> Your assignment: Print out the data exactly, keeping every image out of it.

> Extracted data:
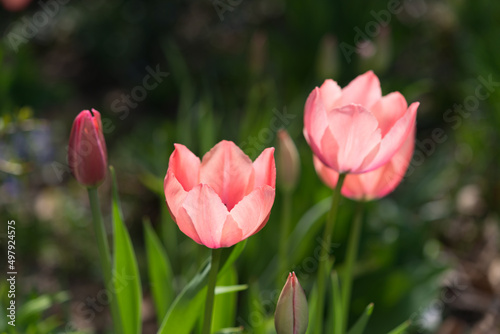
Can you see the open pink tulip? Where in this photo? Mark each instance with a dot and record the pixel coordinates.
(87, 155)
(356, 129)
(375, 184)
(223, 199)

> Response to the exercise:
Can you see the open pink tulip? Where in this photo? Mark each instance with a dot and record the pixel coordinates.
(87, 155)
(356, 129)
(375, 184)
(223, 199)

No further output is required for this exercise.